Required action: Quote, word for word, every line starting at the line that contains "For our traffic camera dashboard, pinpoint every bare" and ending with the last line of the records; include both of these lines and no others.
################
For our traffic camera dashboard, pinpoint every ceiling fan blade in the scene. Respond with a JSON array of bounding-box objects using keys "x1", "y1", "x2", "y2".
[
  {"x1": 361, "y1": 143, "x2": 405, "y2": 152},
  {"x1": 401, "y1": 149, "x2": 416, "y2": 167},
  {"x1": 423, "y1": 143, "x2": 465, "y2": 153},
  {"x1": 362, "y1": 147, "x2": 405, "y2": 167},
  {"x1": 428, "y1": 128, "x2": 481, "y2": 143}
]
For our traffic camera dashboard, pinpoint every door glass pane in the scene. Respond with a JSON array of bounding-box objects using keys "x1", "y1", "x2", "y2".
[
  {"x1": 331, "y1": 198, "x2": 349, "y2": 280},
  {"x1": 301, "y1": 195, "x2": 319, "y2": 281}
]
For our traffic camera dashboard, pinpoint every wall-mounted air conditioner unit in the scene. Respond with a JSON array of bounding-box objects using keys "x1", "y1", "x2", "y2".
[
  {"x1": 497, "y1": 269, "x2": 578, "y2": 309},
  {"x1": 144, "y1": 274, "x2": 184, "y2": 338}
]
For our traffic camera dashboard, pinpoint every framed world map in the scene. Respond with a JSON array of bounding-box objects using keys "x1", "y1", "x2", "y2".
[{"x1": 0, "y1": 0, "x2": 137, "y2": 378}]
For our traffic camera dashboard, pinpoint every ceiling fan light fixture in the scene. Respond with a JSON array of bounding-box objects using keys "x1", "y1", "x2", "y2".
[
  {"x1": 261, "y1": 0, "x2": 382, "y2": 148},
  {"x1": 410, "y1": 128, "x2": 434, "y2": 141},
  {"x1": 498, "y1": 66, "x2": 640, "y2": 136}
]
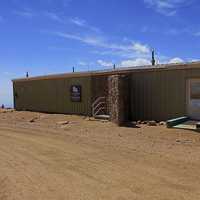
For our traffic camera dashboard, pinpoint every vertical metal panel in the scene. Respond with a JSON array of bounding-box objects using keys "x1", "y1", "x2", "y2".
[
  {"x1": 13, "y1": 76, "x2": 92, "y2": 115},
  {"x1": 62, "y1": 76, "x2": 92, "y2": 115},
  {"x1": 131, "y1": 68, "x2": 199, "y2": 121}
]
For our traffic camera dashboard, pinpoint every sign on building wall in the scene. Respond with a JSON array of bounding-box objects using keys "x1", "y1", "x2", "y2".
[{"x1": 71, "y1": 85, "x2": 82, "y2": 102}]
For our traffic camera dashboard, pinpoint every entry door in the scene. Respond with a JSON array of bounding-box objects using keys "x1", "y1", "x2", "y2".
[{"x1": 188, "y1": 79, "x2": 200, "y2": 120}]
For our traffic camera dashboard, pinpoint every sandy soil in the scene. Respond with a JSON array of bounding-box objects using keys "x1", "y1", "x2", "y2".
[{"x1": 0, "y1": 110, "x2": 200, "y2": 199}]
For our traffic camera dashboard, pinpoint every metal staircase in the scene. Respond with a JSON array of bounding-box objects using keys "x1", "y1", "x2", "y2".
[{"x1": 92, "y1": 97, "x2": 110, "y2": 120}]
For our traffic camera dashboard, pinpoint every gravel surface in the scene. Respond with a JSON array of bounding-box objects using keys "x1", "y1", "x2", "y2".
[{"x1": 0, "y1": 110, "x2": 200, "y2": 199}]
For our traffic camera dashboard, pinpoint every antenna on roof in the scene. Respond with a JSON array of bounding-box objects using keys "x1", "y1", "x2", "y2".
[
  {"x1": 73, "y1": 67, "x2": 75, "y2": 73},
  {"x1": 151, "y1": 49, "x2": 156, "y2": 66},
  {"x1": 26, "y1": 72, "x2": 29, "y2": 78}
]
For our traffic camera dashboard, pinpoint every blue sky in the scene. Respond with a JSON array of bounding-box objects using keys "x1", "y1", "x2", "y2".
[{"x1": 1, "y1": 0, "x2": 200, "y2": 106}]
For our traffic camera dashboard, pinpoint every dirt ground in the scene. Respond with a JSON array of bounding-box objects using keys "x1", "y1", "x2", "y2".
[{"x1": 0, "y1": 109, "x2": 200, "y2": 200}]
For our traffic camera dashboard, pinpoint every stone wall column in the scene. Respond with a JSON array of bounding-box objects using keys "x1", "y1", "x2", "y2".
[{"x1": 108, "y1": 75, "x2": 130, "y2": 126}]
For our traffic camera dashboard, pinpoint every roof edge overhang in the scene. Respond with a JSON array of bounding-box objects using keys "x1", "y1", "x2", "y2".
[{"x1": 12, "y1": 61, "x2": 200, "y2": 83}]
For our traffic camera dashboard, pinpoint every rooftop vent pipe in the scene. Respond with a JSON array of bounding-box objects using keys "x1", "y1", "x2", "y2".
[{"x1": 152, "y1": 49, "x2": 156, "y2": 66}]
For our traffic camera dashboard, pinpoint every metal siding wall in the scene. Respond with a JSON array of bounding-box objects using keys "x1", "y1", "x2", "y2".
[
  {"x1": 62, "y1": 77, "x2": 92, "y2": 115},
  {"x1": 14, "y1": 82, "x2": 27, "y2": 110},
  {"x1": 14, "y1": 76, "x2": 92, "y2": 115},
  {"x1": 56, "y1": 79, "x2": 65, "y2": 114},
  {"x1": 22, "y1": 79, "x2": 58, "y2": 112},
  {"x1": 131, "y1": 69, "x2": 188, "y2": 121},
  {"x1": 13, "y1": 67, "x2": 200, "y2": 119}
]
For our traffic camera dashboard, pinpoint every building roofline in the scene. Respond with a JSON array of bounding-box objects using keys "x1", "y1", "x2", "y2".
[{"x1": 12, "y1": 61, "x2": 200, "y2": 82}]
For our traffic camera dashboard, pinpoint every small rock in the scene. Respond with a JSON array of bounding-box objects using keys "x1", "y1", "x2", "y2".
[
  {"x1": 132, "y1": 121, "x2": 137, "y2": 126},
  {"x1": 29, "y1": 117, "x2": 38, "y2": 123},
  {"x1": 148, "y1": 121, "x2": 157, "y2": 126},
  {"x1": 60, "y1": 125, "x2": 70, "y2": 129},
  {"x1": 85, "y1": 117, "x2": 91, "y2": 121},
  {"x1": 159, "y1": 121, "x2": 166, "y2": 126},
  {"x1": 56, "y1": 121, "x2": 70, "y2": 126},
  {"x1": 101, "y1": 120, "x2": 109, "y2": 123}
]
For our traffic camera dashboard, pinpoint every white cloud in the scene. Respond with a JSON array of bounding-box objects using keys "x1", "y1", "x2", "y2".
[
  {"x1": 44, "y1": 13, "x2": 100, "y2": 33},
  {"x1": 54, "y1": 32, "x2": 105, "y2": 47},
  {"x1": 194, "y1": 32, "x2": 200, "y2": 37},
  {"x1": 13, "y1": 9, "x2": 35, "y2": 18},
  {"x1": 69, "y1": 17, "x2": 101, "y2": 33},
  {"x1": 3, "y1": 72, "x2": 13, "y2": 76},
  {"x1": 120, "y1": 58, "x2": 151, "y2": 67},
  {"x1": 133, "y1": 43, "x2": 150, "y2": 54},
  {"x1": 53, "y1": 32, "x2": 151, "y2": 59},
  {"x1": 70, "y1": 17, "x2": 86, "y2": 27},
  {"x1": 144, "y1": 0, "x2": 193, "y2": 16},
  {"x1": 119, "y1": 57, "x2": 185, "y2": 68},
  {"x1": 44, "y1": 12, "x2": 65, "y2": 23},
  {"x1": 169, "y1": 57, "x2": 184, "y2": 63},
  {"x1": 78, "y1": 61, "x2": 95, "y2": 67},
  {"x1": 97, "y1": 60, "x2": 113, "y2": 67},
  {"x1": 78, "y1": 61, "x2": 88, "y2": 66},
  {"x1": 0, "y1": 76, "x2": 13, "y2": 107},
  {"x1": 191, "y1": 59, "x2": 199, "y2": 62}
]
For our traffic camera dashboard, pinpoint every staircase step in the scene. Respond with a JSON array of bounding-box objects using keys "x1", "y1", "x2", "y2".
[{"x1": 94, "y1": 115, "x2": 110, "y2": 120}]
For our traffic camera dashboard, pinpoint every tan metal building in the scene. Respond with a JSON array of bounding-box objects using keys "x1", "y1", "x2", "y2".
[{"x1": 12, "y1": 62, "x2": 200, "y2": 121}]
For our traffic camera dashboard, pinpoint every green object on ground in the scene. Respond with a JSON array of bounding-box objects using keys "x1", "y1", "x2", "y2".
[{"x1": 167, "y1": 116, "x2": 189, "y2": 128}]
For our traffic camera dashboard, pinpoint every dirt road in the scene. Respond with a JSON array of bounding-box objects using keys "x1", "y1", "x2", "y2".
[{"x1": 0, "y1": 111, "x2": 200, "y2": 199}]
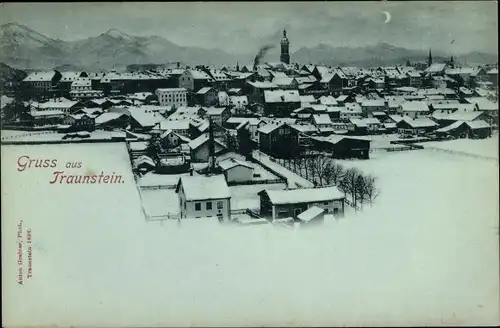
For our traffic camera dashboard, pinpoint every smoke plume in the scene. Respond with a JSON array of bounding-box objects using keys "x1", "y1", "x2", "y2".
[{"x1": 253, "y1": 44, "x2": 275, "y2": 70}]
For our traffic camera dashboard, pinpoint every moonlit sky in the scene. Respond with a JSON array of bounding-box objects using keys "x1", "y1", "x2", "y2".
[{"x1": 0, "y1": 2, "x2": 497, "y2": 54}]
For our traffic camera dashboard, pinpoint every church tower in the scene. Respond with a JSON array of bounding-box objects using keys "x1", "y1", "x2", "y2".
[{"x1": 280, "y1": 29, "x2": 290, "y2": 64}]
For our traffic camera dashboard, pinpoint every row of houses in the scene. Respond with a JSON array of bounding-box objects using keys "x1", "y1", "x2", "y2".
[{"x1": 175, "y1": 174, "x2": 345, "y2": 223}]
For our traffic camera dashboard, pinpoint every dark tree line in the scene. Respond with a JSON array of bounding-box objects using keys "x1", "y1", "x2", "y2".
[{"x1": 279, "y1": 156, "x2": 380, "y2": 209}]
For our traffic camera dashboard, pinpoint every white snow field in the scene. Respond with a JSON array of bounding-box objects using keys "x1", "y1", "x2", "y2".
[
  {"x1": 418, "y1": 134, "x2": 498, "y2": 159},
  {"x1": 2, "y1": 142, "x2": 499, "y2": 327}
]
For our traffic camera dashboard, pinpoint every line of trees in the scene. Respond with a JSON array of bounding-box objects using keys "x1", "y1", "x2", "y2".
[{"x1": 278, "y1": 156, "x2": 380, "y2": 209}]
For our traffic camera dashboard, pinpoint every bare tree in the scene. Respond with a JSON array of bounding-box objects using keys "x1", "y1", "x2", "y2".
[
  {"x1": 306, "y1": 155, "x2": 331, "y2": 186},
  {"x1": 330, "y1": 162, "x2": 345, "y2": 186},
  {"x1": 363, "y1": 175, "x2": 380, "y2": 205},
  {"x1": 340, "y1": 167, "x2": 363, "y2": 207},
  {"x1": 355, "y1": 174, "x2": 366, "y2": 209}
]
################
Answer for this exercise:
For our traffic camera dashboard, pinpoint every bare tree in the scene. Respond with a JSON array of bounding-box objects using keys "x1", "y1", "x2", "y2".
[
  {"x1": 306, "y1": 155, "x2": 331, "y2": 186},
  {"x1": 330, "y1": 162, "x2": 345, "y2": 186},
  {"x1": 363, "y1": 175, "x2": 380, "y2": 205},
  {"x1": 340, "y1": 167, "x2": 363, "y2": 207},
  {"x1": 355, "y1": 174, "x2": 366, "y2": 209}
]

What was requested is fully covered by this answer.